[Point-per-instance localization data]
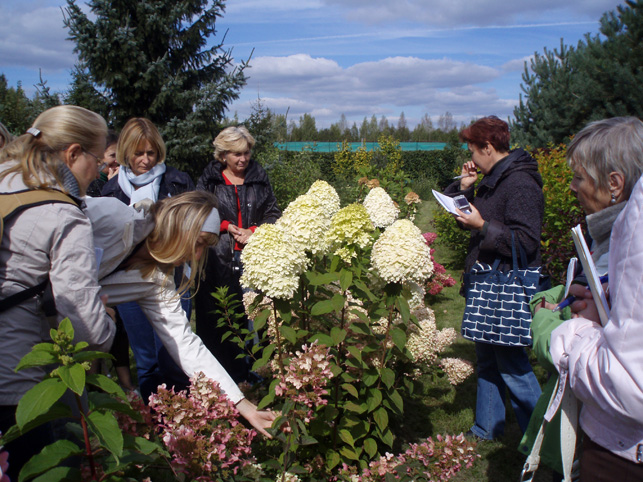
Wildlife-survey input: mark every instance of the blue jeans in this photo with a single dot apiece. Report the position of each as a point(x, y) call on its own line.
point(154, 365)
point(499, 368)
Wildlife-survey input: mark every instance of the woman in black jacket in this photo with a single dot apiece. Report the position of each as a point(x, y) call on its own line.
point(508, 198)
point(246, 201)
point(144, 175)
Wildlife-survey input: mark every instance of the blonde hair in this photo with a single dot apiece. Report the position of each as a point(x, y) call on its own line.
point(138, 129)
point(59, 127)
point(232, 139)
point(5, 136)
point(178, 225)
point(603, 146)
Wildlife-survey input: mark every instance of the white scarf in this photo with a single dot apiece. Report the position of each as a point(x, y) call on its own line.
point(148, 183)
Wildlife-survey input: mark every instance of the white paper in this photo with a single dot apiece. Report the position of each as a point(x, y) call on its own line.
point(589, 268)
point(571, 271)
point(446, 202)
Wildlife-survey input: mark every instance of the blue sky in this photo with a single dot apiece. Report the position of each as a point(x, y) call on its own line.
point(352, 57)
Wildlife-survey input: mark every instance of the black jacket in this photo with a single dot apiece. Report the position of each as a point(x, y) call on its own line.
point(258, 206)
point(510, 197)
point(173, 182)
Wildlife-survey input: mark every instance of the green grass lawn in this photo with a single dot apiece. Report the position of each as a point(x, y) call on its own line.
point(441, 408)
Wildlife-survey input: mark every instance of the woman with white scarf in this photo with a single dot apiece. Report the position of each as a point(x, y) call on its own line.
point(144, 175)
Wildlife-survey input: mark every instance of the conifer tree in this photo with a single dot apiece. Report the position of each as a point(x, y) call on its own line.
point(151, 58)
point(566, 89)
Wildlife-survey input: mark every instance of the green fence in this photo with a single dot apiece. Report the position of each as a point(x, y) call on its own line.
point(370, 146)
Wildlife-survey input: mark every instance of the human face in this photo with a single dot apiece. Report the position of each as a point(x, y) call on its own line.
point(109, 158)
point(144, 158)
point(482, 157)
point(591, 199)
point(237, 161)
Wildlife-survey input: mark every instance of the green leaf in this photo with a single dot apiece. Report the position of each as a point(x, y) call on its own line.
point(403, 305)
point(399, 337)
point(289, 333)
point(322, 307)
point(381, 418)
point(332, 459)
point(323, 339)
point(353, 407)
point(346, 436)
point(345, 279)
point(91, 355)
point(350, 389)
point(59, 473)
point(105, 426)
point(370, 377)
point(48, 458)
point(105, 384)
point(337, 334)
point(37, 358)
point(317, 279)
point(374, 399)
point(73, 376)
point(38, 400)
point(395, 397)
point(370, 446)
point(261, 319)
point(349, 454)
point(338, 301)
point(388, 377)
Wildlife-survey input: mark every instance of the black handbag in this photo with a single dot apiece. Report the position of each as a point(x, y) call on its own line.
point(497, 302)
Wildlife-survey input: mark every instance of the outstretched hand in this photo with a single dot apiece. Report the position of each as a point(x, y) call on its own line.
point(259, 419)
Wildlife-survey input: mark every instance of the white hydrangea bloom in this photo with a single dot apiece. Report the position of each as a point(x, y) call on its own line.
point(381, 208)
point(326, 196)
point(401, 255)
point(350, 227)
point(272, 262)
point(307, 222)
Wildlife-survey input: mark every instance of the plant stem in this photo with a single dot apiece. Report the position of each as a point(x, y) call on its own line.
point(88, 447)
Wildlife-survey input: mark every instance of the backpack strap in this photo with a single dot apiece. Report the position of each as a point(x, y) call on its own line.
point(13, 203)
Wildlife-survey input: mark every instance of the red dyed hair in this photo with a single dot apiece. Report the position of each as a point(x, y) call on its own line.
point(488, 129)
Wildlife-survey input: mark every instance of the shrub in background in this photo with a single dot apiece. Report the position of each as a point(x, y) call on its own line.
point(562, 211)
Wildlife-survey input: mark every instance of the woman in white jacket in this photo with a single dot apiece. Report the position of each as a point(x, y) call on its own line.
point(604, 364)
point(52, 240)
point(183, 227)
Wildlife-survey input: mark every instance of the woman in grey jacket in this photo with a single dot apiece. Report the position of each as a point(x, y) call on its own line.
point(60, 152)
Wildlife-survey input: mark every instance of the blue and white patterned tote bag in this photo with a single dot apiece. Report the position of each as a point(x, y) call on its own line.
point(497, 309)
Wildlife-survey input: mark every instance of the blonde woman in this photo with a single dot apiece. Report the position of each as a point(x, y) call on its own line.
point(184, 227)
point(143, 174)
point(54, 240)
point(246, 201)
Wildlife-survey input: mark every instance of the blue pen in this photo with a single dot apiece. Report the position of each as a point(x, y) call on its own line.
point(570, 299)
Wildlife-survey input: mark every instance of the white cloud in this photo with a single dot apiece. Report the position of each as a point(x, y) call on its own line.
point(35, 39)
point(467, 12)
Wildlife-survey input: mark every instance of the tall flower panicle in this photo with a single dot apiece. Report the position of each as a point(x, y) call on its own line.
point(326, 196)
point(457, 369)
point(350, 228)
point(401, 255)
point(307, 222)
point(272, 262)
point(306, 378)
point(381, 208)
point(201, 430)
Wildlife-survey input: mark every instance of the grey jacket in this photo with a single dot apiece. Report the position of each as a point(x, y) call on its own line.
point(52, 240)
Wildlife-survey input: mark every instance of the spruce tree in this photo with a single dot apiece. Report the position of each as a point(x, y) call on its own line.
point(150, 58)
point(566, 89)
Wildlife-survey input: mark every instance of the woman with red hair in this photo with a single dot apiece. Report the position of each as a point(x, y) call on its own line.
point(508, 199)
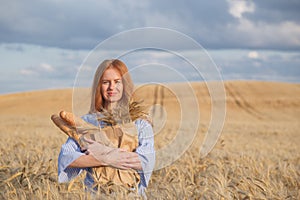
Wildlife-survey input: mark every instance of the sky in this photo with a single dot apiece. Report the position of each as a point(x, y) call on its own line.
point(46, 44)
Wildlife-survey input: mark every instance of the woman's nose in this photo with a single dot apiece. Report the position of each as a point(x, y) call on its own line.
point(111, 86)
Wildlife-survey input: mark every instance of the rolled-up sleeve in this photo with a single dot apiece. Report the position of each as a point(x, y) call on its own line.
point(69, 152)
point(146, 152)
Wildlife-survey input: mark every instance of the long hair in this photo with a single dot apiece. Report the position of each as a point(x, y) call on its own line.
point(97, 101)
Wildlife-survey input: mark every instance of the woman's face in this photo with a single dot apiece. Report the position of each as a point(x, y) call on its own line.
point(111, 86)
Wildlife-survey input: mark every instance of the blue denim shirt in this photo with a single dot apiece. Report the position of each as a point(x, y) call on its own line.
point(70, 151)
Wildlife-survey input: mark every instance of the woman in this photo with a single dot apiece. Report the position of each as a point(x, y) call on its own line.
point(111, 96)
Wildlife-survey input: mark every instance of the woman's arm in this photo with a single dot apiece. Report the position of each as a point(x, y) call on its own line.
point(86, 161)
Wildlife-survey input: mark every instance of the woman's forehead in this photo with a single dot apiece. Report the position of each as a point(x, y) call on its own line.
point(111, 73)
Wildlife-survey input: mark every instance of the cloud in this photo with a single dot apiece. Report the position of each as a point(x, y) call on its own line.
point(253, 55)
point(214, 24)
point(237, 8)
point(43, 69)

TASK TO COMPLETE: Reproduce all of the entries word for word, skipping any pictures they hold.

SOLUTION TO THE EXERCISE:
Wildlife-survey input: mark every instance of the blue jeans in this photo with a single dot apiece. Report the position of each as a point(x, y) call on its own line.
point(154, 365)
point(499, 368)
Wildlife-survey input: mark every instance of the woman in black jacket in this photo with a single dot apiece. Report the position of each as a point(x, y) call on its own line.
point(508, 198)
point(246, 201)
point(144, 175)
Wildlife-survey input: mark every instance of the blonde hair in this photo with a single dot apiece. Report the position of each as a point(x, y) call on its own line.
point(138, 129)
point(59, 127)
point(232, 139)
point(5, 136)
point(178, 225)
point(603, 146)
Wildlife-survey input: mark every instance of the white scarf in this photo with a single dot apiece. Report the position of each as a point(x, y) call on its own line.
point(148, 183)
Wildlife-survey input: mark every instance of the white paper in this photo with a single dot apiece. Report the position of each as a point(x, y) call on its own line.
point(589, 268)
point(571, 271)
point(446, 202)
Wildlife-survey input: mark every instance of the blue sky in this photo with a single dot apiece. Report the position of each as a point(x, y) call on its own line.
point(352, 57)
Wildlife-survey input: mark every instance of the black jacket in this photo with a single dot apiece. Report the position of each as a point(x, y) call on its own line.
point(258, 206)
point(510, 197)
point(173, 182)
Wildlife-survey input: mark every instance of the green grass lawn in this photo with a single dot apiece. Report the position of each as a point(x, y) call on its own line.
point(441, 408)
Wildlife-survey input: mark every instance of the woman with white scarf in this photo with a single dot apiece. Report the position of each as a point(x, y) call on its own line.
point(144, 175)
Wildlife-survey input: mark every instance of the conifer tree in this photo with a single dot apiece. Report the position of each as a point(x, y) call on its own line.
point(151, 58)
point(566, 89)
Wildlife-survey input: mark every instance of the green fence in this photo with a single dot apiece. Report the position of each as a point(x, y) call on its own line.
point(370, 146)
Wildlife-survey input: mark every instance of the human face in this photo with a single dot apiece. Report the position of each as a point(x, y) call on its own line.
point(109, 158)
point(144, 158)
point(482, 157)
point(591, 199)
point(237, 161)
Wildlife-survey input: mark every instance of the green leaf in this photo with a single dot apiece. Report the position of each as a point(x, y) call on its own line.
point(403, 305)
point(399, 337)
point(289, 333)
point(322, 307)
point(381, 418)
point(332, 459)
point(323, 339)
point(353, 407)
point(346, 436)
point(345, 279)
point(91, 355)
point(350, 389)
point(59, 473)
point(105, 426)
point(370, 377)
point(48, 458)
point(105, 384)
point(337, 334)
point(37, 358)
point(317, 279)
point(374, 399)
point(73, 376)
point(38, 400)
point(395, 397)
point(370, 446)
point(261, 319)
point(349, 454)
point(338, 301)
point(388, 377)
Wildlife-survey input: mark every instance of the black handbag in this photo with a single dot apiece. Report the position of each as a point(x, y) call on its own line.
point(497, 302)
Wildlife-survey input: mark every instance of the outstretched hand in this photo with a single dot apiece. Report the position of each as a point(x, y) call on its own line.
point(259, 419)
Wildlife-survey input: mark every instance of the white hydrangea bloom in this photo with a single dot apiece. Report the position of each as a point(x, y) call on its own line.
point(381, 208)
point(326, 196)
point(401, 255)
point(350, 227)
point(272, 262)
point(307, 222)
Wildlife-survey input: mark every instance of the plant stem in this photo with a single dot apiece. Report the position of each as a point(x, y) call on its own line.
point(88, 447)
Wildlife-survey input: mark every instance of the backpack strap in this photo with a single dot apiece. Report the position of each as a point(x, y) call on its own line.
point(13, 203)
Wildlife-survey input: mark every instance of the red dyed hair in this photo with a single dot apiece. Report the position of each as a point(x, y) call on its own line.
point(488, 129)
Wildlife-survey input: mark every instance of the shrub in background in this photo with a single dot apiece. Report the position of each as a point(x, y) call on its own line.
point(562, 211)
Wildlife-survey input: mark every instance of the woman in white jacket in this photo with a single dot apiece. Report the position of each as a point(x, y) call on its own line.
point(604, 364)
point(52, 240)
point(183, 227)
Wildlife-survey input: mark every instance of the woman in grey jacket in this photo with a single dot apiece. Report the position of each as a point(x, y) call on its own line.
point(60, 152)
Wildlife-survey input: mark every instance of the blue and white patterned tote bag in this photo with a single dot apiece. Report the position of each as a point(x, y) call on its own line.
point(497, 309)
Wildlife-survey input: mark every instance of the blonde woman in this photo with a single dot apiece. Report the position of each as a point(x, y) call on its own line.
point(184, 227)
point(143, 174)
point(54, 240)
point(246, 201)
Wildlife-survey input: mark every instance of the blue pen in this photo with a single dot apiece. Report the position of each as a point(x, y) call on its own line.
point(570, 299)
Wildlife-survey input: mark every instance of the white cloud in this photo with a single dot apiece. Report the position of each as a point(x, y) call on its own line.
point(35, 39)
point(467, 12)
Wildlife-survey input: mark every instance of the tall flower panicle in this photo with a single dot apiece. Report the position of each as a point(x, y) call on its own line.
point(326, 196)
point(457, 369)
point(350, 228)
point(401, 255)
point(307, 222)
point(272, 262)
point(306, 378)
point(381, 208)
point(201, 430)
Wildlife-survey input: mark every instance of the grey jacket in this photo with a single dot apiece. Report the position of each as a point(x, y) call on its own line.
point(52, 240)
Wildlife-survey input: mark every instance of the spruce tree in this photo with a single dot apiece. Report the position of each as a point(x, y) call on its own line.
point(150, 58)
point(566, 89)
Wildlife-survey input: mark every instance of the woman with red hair in this photo with a single dot apiece. Report the position of each as a point(x, y) call on its own line.
point(508, 199)
Wildlife-survey input: mark every instance of the sky in this photo with a single dot apiece. Report the position of each as a point(x, y) call on its own line.
point(46, 44)
Wildlife-survey input: mark every instance of the woman's nose in this photo with a single dot apiece. Report the position of each as a point(x, y) call on its own line.
point(111, 86)
Wildlife-survey input: mark every instance of the rolled-up sleeve in this photo with a single dot apiece. Report the position of each as a point(x, y) call on its own line.
point(69, 152)
point(146, 152)
Wildlife-survey input: mark every instance of the long hair in this photo with a single dot apiece. Report the position of each as a point(x, y) call on its own line.
point(97, 101)
Wildlife-survey input: mark every instance of the woman's face in this photo with a single dot apiece. Report the position of each as a point(x, y) call on its own line.
point(111, 86)
Wildlife-survey input: mark every instance of the blue denim shirt in this photo with a single dot apiece. Report the position of each as a point(x, y) call on its own line.
point(70, 151)
Wildlife-survey input: mark every instance of the woman in this photo with a single dot apiece. Report the position of each as a point(x, y) call on its own line.
point(111, 96)
Wildlife-survey input: mark every instance of the woman's arm in this photo with a single dot apiece. Report the position of each as a point(x, y) call on its own line.
point(86, 161)
Wildlife-survey input: mark every instance of the woman's forehead in this photo with a single dot apiece. Report the position of each as a point(x, y) call on its own line.
point(111, 73)
Wildlife-survey input: mark every instance of the cloud in this photo with a single dot apiece. Report the position of each as a point(x, y) call on its own line.
point(253, 55)
point(214, 24)
point(237, 8)
point(43, 69)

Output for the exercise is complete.